Short exercise - Please put all of these records into a two-column CSV with the headers input and output, one row per record. The record's text goes under input and its answer under output, each in a single quoted field with line breaks replaced by spaces.

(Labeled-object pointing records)
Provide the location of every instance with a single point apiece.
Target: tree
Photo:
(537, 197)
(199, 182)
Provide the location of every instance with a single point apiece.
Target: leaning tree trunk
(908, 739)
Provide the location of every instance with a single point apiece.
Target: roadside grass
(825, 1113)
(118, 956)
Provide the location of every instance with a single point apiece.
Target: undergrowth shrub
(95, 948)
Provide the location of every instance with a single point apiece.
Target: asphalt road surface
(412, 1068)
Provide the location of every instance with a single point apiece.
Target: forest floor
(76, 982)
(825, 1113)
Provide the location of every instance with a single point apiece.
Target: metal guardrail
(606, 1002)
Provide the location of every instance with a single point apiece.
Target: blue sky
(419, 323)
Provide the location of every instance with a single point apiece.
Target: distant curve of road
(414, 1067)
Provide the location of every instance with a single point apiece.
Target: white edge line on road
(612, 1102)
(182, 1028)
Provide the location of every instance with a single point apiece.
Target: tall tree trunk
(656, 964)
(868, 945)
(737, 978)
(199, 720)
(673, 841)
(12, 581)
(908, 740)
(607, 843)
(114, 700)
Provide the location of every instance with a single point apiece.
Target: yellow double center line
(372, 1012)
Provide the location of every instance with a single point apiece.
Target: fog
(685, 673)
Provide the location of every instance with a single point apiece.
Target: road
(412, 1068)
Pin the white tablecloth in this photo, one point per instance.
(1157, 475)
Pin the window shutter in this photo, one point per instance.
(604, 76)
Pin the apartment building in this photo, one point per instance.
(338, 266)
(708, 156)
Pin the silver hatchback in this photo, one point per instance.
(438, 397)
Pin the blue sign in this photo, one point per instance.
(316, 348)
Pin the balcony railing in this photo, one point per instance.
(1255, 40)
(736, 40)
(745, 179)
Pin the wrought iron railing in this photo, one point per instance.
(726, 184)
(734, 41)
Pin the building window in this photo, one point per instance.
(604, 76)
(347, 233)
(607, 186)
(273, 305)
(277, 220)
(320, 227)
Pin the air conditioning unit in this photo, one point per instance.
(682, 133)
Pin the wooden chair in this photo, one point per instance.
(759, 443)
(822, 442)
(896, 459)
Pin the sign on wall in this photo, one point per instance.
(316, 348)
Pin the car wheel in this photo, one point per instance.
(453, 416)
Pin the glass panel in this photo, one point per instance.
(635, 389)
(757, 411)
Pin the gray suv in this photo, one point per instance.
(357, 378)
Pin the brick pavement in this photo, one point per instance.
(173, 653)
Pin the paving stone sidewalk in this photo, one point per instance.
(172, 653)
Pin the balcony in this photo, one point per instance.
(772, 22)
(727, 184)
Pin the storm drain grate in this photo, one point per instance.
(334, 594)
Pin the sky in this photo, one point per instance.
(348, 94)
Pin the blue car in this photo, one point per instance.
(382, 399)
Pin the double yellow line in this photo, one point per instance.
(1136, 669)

Solution to the exercise -
input,output
"Provide the location of every instance with a single point apiece. Target: tree Photo:","(537, 197) (199, 182)"
"Provide the location of every instance with a single point apiece. Target: leaning tree trunk","(908, 739)"
"Provide the location of every instance with a single point apiece. Target: roadside grass","(825, 1113) (118, 956)"
"Provide the location of every instance with a single point apiece. Target: undergrowth shrub","(95, 948)"
"Provide the location of every instance with a single point apiece. Target: asphalt road surface","(412, 1068)"
"Provide the location of every instance with a single point apiece. Target: forest floor","(76, 982) (825, 1113)"
"Provide the location of every instance with a single point apiece. Target: metal guardrail","(606, 1002)"
"Provide the location of every instance with a single point apiece. Target: blue sky","(419, 323)"
"Provide the location of every instance with a single point apiece. Target: distant curve of road","(414, 1067)"
"Provide the location of every instance with a single point apiece. Target: white edge line on road","(612, 1102) (182, 1028)"
"Provide the location of every instance with a single point apiece. Target: tall tree trunk","(656, 964) (868, 945) (737, 978) (199, 720) (673, 841) (12, 581) (908, 740) (607, 843) (114, 700)"
"Provide the location of every instance with a single point apiece. Target: yellow double center line","(372, 1012)"
"Provide the location of every instance with a single point apiece. Target: fog","(685, 673)"
"Provide the location of every instance with a single point apiece. Target: road","(412, 1068)"
"Pin the white tablecloth in this photo, one point per instance.","(1157, 475)"
"Pin the window shutter in this photo, one point per instance.","(604, 76)"
"Pin the apartment building in this photo, one point per instance.","(338, 266) (708, 156)"
"Pin the silver hatchback in this photo, one point per instance.","(438, 397)"
"Pin the blue sign in this photo, one point per instance.","(316, 348)"
"Pin the balcony railing in this photo, one point per instance.","(1255, 40) (736, 40) (745, 179)"
"Pin the wrought iron railing in this photo, one point per instance.","(726, 184) (734, 41)"
"Pin the building window in this photo, one point per instance.","(604, 76) (347, 233) (607, 186) (273, 305) (277, 220) (320, 227)"
"Pin the air conditioning unit in this photo, one point per instance.","(682, 133)"
"Pin the wooden chair in this photo, one point per instance.","(759, 443) (822, 442) (896, 459)"
"Pin the sign on wall in this photo, one point per instance.","(316, 348)"
"Pin the car wheel in this photo, one point per instance.","(453, 416)"
"Pin the glass panel in this photo, one point per instance.","(635, 389) (757, 411)"
"Pin the gray suv in this photo, one point per instance.","(357, 378)"
"Pin the brick pavement in this photo, one point per instance.","(173, 653)"
"Pin the paving stone sidewalk in this photo, one point per instance.","(172, 653)"
"Pin the balcony in this photo, one point per instance.","(772, 22) (727, 184)"
"Pin the storm drain grate in this photo, one point per instance.","(334, 594)"
"Pin the sky in this photo, one point per instance.","(348, 94)"
"Pin the blue car in this photo, one point per instance.","(382, 399)"
"Pin the double yellow line in this photo, one point per instance.","(1136, 669)"